As Transfer Pricing (TP) regulations mature in the UAE, businesses—especially multinational groups—must go beyond mere compliance to adopt robust, defensible pricing strategies aligned with OECD principles and the UAE Federal Tax Authority (FTA) guidance.
A cornerstone of this framework is the selection of the most appropriate Transfer Pricing method, based on a deep understanding of the functions performed, assets used, and risks assumed (FAR analysis) by each entity in the group.
Let’s decode the key Transfer Pricing methods—and more importantly, when and where to apply them.
1️⃣ Comparable Uncontrolled Price (CUP) Method
What it is: Compares the price charged in a controlled transaction to the price charged in a comparable uncontrolled transaction.
Best used when:
- The product/service is standardized or commoditized (e.g., crude oil, gold, licensing of established IP).
- Reliable market data or internal CUPs exist.
Entity profile:
🔹 Ideal for limited-risk distributors or IP holding companies licensing intangibles.
🔹 Also useful in back-to-back services and financial transactions (e.g., intra-group loans).
2️⃣ Resale Price Method (RPM)
What it is: Starts from the resale price to an independent party and subtracts an appropriate gross margin to determine the arm’s length price.
Best used when:
- The reseller adds limited value and does not alter the product significantly.
- Gross margin benchmarks are available for similar entities.
Entity profile:
🔹 Fits low-risk distributors, especially in consumer goods or electronics.
🔹 UAE-based marketing and sales support entities working on a buy-sell model with group affiliates.
3️⃣ Cost Plus Method
What it is: Adds an arm’s length mark-up to the costs incurred by the supplier of goods or services.
Best used when:
- The entity performs routine manufacturing, R&D, or support services.
- Inputs and costs can be reliably identified and matched with comparable gross margins.
Entity profile:
🔹 UAE entities acting as contract manufacturers, shared service centres, or R&D support units.
🔹 Useful for technical support centres and intra-group IT services.
4️⃣ Transactional Net Margin Method (TNMM)
What it is: Examines the net profit margin relative to an appropriate base (e.g., costs, sales, assets) that a taxpayer realizes from a controlled transaction.
Best used when:
- No reliable internal or external CUPs exist.
- One party performs simpler, lower-risk functions (tested party).
Entity profile:
🔹 Limited-risk entities (distributors, service providers, toll manufacturers) in the UAE.
🔹 Most routine intra-group service or manufacturing models use TNMM due to data availability.

Point localization data:
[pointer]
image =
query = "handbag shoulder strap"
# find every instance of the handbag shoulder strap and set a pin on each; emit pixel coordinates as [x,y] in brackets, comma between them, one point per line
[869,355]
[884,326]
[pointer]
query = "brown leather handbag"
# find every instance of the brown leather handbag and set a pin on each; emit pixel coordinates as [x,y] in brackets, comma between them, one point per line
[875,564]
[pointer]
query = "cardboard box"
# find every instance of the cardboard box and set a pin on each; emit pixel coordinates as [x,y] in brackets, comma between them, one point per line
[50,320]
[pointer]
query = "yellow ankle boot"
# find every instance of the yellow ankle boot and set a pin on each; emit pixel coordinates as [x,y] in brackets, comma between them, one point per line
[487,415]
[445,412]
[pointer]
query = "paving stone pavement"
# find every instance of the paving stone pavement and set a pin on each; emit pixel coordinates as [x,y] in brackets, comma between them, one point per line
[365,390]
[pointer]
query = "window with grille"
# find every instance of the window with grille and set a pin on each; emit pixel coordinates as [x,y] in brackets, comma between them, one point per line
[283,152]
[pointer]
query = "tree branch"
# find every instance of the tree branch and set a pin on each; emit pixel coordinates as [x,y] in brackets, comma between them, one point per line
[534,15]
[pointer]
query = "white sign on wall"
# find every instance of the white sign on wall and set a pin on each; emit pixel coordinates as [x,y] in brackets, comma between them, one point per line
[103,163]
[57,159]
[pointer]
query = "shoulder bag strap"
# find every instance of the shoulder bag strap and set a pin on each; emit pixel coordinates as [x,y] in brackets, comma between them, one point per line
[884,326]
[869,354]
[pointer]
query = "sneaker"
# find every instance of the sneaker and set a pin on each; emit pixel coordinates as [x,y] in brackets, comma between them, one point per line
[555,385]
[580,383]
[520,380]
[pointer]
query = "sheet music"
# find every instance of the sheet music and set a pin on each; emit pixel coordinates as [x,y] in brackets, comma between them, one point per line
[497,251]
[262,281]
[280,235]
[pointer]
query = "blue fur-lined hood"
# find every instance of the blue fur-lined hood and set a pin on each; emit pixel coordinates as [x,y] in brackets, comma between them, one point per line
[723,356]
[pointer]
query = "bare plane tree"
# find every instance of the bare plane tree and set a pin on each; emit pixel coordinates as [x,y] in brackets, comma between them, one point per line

▶ [TASK PROMPT]:
Echo the stretch of the transfer pricing text from "4️⃣ Transactional Net" through "a controlled transaction.". The entries have no connection to the text about UAE transfer pricing methods.

▶ [ANSWER BOX]:
4️⃣ Transactional Net Margin Method (TNMM)
What it is: Examines the net profit margin relative to an appropriate base (e.g., costs, sales, assets) that a taxpayer realizes from a controlled transaction.